+++ DATA FOR THIS TASK +++

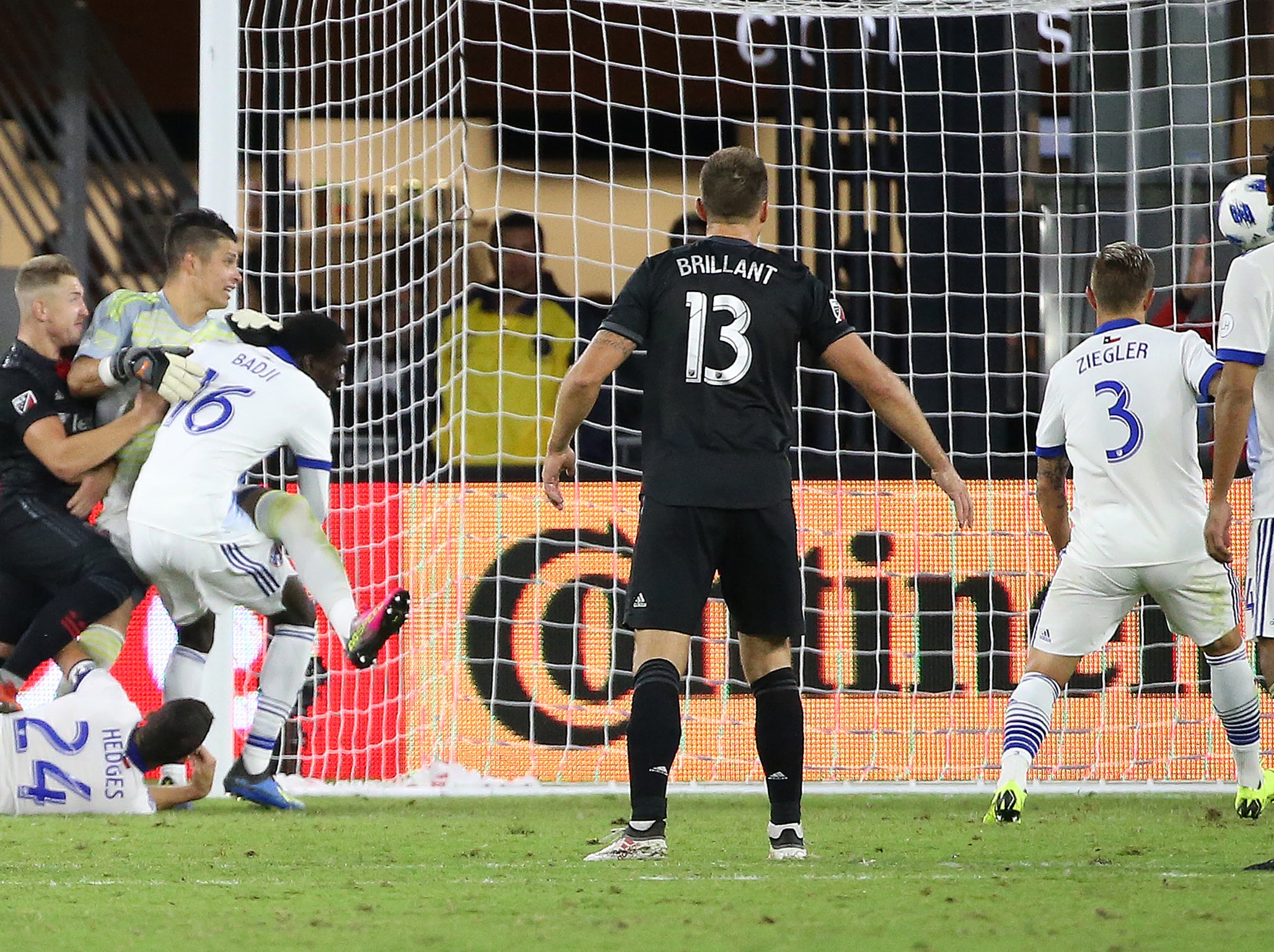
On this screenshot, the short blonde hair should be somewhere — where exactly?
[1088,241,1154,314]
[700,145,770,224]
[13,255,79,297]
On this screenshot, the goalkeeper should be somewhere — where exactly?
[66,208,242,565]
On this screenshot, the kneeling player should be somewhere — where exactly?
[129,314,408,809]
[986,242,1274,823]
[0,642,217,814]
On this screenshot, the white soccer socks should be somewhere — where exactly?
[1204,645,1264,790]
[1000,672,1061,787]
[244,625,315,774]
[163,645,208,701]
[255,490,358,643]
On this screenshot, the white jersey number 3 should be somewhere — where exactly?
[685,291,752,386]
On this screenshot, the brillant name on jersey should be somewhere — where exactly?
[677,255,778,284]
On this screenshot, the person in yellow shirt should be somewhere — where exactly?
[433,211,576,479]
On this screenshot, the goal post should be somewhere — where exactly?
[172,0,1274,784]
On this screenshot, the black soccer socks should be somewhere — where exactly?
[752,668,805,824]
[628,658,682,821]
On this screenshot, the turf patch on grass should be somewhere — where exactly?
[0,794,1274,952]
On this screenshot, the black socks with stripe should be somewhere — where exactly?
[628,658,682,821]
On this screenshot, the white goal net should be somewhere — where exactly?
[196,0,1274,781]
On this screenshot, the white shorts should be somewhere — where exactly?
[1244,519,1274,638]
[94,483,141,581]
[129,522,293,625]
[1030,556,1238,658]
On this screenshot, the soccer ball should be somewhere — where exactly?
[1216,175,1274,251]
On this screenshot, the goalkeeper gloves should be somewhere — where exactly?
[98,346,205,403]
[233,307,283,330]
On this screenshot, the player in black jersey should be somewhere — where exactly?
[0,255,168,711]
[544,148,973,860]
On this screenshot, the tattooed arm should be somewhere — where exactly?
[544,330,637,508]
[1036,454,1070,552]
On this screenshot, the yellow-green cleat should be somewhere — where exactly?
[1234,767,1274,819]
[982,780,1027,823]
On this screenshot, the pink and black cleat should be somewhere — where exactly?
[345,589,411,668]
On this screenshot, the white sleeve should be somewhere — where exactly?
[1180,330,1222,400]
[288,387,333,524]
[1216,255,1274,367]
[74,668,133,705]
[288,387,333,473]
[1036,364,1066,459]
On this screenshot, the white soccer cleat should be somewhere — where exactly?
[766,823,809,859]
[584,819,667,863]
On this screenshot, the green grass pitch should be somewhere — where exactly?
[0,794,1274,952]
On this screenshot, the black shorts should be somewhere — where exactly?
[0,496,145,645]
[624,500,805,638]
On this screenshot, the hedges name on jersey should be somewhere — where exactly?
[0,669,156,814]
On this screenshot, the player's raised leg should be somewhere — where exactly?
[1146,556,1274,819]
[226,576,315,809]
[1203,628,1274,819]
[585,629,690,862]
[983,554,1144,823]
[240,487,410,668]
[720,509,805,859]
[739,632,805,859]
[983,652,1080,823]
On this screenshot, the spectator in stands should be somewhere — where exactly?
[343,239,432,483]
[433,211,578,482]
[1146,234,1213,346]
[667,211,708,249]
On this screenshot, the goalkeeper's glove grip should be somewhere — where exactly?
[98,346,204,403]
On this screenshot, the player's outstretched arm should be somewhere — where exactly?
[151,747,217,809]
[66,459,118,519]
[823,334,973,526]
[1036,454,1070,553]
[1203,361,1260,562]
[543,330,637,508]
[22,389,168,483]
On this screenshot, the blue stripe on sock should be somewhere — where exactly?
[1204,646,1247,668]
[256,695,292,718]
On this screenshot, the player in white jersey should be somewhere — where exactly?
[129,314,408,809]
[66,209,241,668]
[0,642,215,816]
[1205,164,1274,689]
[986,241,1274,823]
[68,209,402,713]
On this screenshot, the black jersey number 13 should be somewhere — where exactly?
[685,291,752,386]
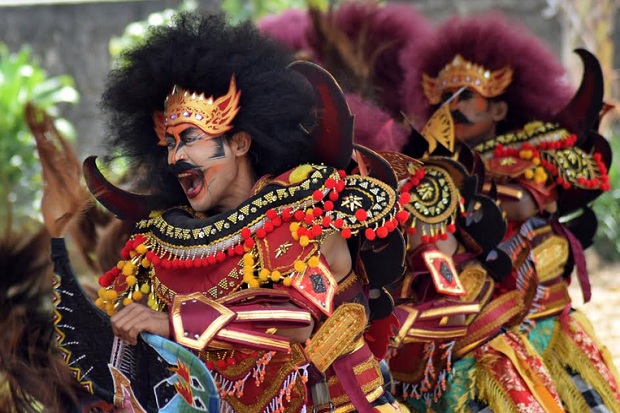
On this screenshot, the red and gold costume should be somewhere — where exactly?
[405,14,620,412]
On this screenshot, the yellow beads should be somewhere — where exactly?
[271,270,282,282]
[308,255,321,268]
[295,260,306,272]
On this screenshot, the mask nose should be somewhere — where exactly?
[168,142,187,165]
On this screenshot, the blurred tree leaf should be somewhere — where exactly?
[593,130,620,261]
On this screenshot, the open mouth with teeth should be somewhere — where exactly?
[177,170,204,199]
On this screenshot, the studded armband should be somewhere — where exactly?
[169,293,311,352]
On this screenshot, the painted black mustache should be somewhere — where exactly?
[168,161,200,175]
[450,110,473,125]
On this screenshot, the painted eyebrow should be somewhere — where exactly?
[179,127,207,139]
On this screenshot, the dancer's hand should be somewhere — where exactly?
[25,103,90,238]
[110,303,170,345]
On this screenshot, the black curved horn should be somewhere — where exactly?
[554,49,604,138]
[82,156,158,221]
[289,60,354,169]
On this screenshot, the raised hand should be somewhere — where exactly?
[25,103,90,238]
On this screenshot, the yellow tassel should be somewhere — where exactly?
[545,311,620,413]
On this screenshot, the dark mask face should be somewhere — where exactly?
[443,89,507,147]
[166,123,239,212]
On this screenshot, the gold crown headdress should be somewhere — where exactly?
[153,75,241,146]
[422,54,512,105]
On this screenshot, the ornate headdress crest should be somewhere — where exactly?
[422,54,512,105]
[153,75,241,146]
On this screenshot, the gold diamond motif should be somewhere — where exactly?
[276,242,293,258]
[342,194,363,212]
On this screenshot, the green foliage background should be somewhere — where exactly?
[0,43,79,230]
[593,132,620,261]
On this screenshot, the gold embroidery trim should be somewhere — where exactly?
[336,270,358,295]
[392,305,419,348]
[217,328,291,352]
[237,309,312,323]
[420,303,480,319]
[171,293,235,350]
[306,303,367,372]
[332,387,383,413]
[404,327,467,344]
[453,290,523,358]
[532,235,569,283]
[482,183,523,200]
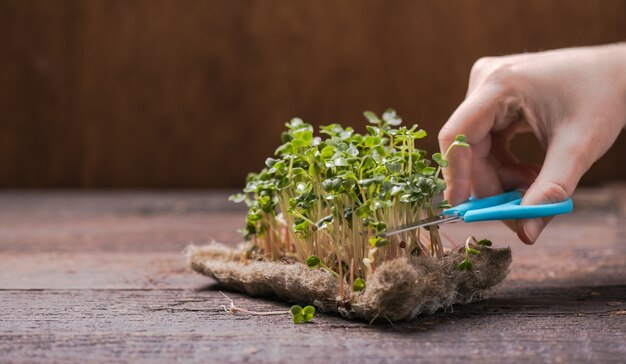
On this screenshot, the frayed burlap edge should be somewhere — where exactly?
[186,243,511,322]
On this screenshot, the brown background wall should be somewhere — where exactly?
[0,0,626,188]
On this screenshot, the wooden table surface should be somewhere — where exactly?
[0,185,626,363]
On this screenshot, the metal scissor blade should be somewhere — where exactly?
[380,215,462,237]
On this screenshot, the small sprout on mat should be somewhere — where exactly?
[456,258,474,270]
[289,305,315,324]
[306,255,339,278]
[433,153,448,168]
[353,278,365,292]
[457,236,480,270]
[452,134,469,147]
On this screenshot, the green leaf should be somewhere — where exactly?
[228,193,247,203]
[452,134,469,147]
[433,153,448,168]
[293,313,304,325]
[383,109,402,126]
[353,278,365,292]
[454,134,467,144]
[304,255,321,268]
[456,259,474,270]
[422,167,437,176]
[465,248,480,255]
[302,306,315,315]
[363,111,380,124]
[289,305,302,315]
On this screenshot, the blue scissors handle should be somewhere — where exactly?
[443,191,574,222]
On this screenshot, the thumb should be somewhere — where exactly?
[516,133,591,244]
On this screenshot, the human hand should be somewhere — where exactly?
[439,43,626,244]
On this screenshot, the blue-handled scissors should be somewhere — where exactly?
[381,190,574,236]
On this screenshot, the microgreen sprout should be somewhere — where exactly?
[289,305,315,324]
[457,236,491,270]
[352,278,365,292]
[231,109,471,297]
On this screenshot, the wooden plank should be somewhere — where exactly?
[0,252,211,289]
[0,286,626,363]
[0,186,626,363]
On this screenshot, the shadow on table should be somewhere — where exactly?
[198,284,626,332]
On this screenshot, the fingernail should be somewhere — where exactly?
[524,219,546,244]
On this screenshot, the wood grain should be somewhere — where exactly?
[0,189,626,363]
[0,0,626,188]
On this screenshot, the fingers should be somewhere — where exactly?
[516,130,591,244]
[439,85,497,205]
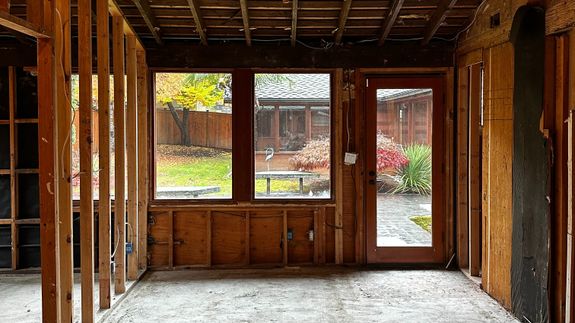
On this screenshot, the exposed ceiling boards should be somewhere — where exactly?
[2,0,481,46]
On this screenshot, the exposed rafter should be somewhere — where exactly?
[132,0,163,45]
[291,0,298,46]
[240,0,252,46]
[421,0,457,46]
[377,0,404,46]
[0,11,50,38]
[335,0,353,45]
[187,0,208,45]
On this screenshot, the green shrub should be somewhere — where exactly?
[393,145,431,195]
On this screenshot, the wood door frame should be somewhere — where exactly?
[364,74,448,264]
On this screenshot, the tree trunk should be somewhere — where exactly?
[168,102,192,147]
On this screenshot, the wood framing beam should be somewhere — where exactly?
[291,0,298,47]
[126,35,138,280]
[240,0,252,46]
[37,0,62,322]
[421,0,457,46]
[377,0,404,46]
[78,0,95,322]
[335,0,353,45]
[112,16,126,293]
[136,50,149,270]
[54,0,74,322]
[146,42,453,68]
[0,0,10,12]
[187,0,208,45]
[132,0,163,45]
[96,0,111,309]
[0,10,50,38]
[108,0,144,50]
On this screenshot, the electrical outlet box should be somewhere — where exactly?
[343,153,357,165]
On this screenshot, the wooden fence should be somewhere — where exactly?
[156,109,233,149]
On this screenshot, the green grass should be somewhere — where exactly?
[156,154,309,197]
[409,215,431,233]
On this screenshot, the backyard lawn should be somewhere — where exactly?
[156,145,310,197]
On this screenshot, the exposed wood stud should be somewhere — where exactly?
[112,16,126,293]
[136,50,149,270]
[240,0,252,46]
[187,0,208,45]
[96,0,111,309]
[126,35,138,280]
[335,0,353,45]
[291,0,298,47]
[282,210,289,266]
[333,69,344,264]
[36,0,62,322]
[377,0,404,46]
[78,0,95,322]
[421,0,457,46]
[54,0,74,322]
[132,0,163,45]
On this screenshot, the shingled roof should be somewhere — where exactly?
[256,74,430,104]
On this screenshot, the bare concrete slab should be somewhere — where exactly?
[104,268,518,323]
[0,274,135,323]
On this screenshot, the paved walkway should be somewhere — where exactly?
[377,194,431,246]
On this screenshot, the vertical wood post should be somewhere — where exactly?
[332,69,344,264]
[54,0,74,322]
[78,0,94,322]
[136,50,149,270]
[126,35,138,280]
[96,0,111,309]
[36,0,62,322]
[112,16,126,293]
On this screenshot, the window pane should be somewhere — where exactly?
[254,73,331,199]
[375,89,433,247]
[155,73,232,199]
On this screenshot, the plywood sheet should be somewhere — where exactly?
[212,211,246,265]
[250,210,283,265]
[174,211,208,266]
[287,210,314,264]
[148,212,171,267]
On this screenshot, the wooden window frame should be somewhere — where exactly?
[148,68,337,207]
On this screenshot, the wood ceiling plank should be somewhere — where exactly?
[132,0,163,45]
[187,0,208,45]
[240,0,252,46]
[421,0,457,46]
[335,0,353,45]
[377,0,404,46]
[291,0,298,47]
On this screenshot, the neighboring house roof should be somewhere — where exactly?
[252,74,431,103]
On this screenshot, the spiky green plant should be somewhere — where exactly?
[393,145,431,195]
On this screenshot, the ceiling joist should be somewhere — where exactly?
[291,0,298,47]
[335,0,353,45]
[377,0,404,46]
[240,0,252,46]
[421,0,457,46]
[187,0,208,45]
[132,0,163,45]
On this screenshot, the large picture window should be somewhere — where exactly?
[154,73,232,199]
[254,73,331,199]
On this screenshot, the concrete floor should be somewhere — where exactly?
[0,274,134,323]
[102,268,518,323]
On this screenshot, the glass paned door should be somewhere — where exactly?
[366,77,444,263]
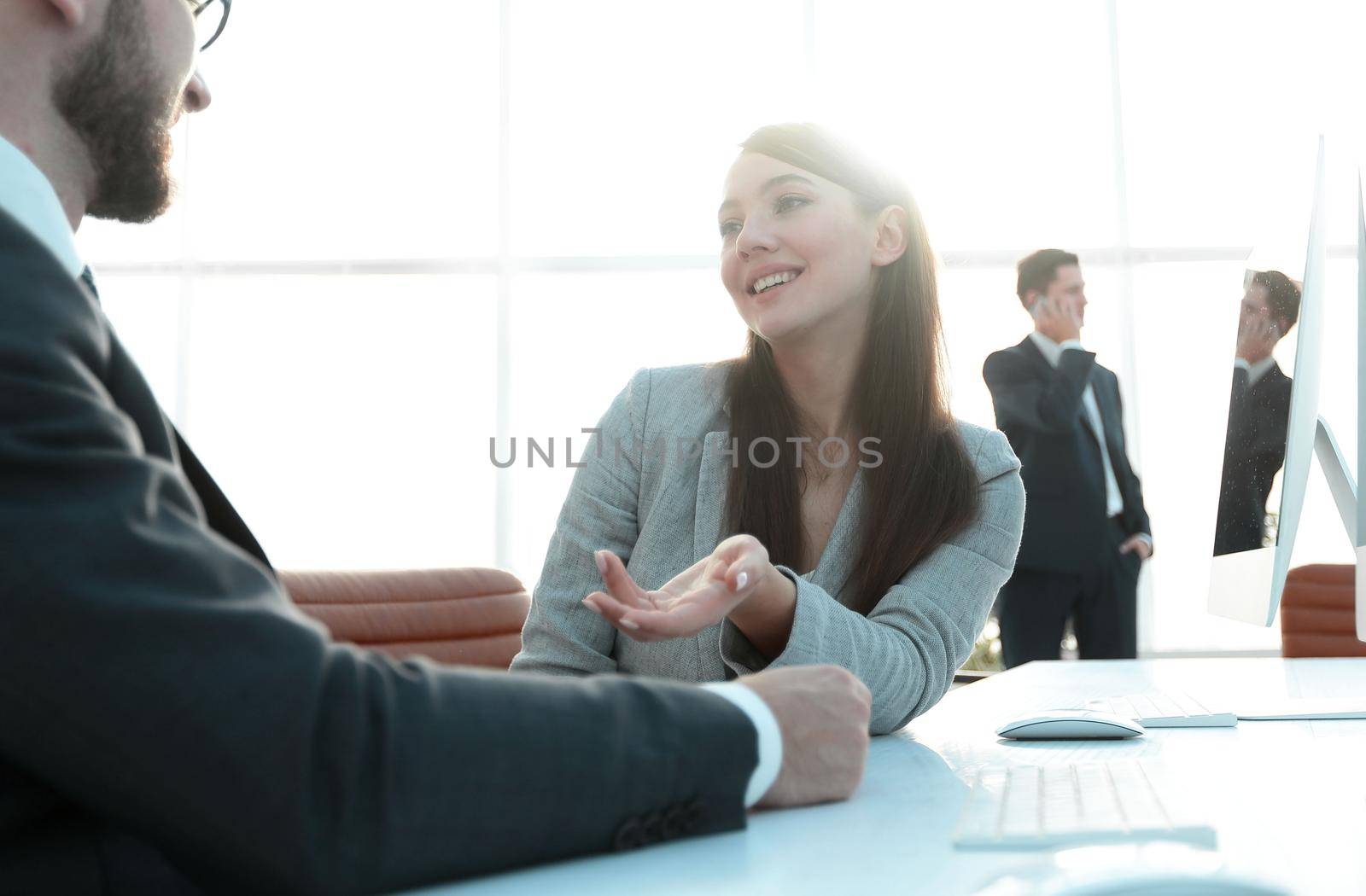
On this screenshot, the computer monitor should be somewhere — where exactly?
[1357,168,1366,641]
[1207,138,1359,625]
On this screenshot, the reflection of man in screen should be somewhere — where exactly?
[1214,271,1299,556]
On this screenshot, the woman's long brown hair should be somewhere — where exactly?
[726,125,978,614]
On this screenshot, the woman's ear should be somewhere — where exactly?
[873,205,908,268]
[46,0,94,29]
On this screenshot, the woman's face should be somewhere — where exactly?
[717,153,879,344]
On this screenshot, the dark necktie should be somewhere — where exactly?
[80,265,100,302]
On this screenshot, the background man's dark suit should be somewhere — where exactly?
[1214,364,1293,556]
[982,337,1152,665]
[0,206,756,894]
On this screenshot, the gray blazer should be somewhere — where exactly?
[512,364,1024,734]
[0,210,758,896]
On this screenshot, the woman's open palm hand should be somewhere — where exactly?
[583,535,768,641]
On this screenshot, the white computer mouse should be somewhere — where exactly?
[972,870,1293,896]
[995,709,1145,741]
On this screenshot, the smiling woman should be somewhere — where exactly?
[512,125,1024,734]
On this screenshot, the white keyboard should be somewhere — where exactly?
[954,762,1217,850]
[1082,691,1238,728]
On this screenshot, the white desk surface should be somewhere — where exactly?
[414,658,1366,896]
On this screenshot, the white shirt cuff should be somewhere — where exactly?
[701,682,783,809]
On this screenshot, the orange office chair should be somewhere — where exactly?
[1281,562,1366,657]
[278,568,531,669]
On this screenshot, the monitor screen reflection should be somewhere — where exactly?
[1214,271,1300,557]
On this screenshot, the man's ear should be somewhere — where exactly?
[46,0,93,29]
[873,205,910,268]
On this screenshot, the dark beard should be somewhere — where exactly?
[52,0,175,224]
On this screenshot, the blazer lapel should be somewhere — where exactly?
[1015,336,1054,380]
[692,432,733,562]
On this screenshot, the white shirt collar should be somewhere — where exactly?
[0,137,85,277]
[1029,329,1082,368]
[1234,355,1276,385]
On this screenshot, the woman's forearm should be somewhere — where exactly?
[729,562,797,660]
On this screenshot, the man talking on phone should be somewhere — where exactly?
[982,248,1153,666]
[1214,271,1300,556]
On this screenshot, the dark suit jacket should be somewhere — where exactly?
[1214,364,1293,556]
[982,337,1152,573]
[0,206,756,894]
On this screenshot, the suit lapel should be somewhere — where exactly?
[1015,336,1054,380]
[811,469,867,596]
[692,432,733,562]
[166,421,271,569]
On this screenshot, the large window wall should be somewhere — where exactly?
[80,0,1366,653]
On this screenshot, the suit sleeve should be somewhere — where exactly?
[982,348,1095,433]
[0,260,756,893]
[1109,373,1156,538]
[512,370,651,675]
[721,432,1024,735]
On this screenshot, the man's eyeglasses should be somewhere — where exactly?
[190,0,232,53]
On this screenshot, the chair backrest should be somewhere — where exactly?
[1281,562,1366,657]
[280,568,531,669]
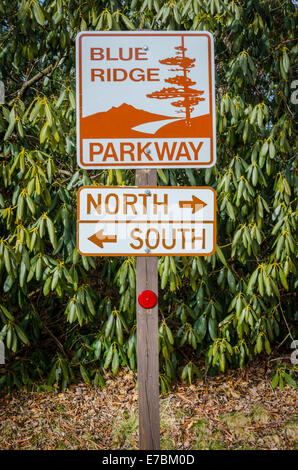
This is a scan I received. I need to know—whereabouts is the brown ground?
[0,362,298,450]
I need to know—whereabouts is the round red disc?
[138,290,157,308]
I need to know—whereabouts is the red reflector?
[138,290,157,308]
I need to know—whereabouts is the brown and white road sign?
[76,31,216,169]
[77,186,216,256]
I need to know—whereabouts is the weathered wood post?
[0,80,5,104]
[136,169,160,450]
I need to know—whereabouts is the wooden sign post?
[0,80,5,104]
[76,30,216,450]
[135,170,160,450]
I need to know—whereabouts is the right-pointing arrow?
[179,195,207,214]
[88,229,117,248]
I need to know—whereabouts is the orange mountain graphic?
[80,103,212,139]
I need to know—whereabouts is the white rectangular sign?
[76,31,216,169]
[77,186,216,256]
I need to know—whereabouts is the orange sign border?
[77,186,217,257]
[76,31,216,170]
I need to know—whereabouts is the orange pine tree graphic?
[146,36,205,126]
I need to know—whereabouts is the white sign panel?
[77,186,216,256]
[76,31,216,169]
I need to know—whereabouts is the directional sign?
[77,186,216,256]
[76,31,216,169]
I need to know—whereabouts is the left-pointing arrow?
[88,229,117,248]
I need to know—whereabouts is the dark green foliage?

+++

- DESCRIPTION OF THE TASK
Can you turn the stretch of entries from the line containing "On this screenshot, the white computer" through the line containing "[512,125,1024,734]" into a numbered list, with blank lines left out?

- RIGHT ANSWER
1. On this screenshot, the white computer mouse should be somewhere — where exactly?
2. [972,870,1293,896]
3. [995,709,1145,741]
4. On this screenshot, the smiling woman should be somewhere — where exactly?
5. [512,125,1024,734]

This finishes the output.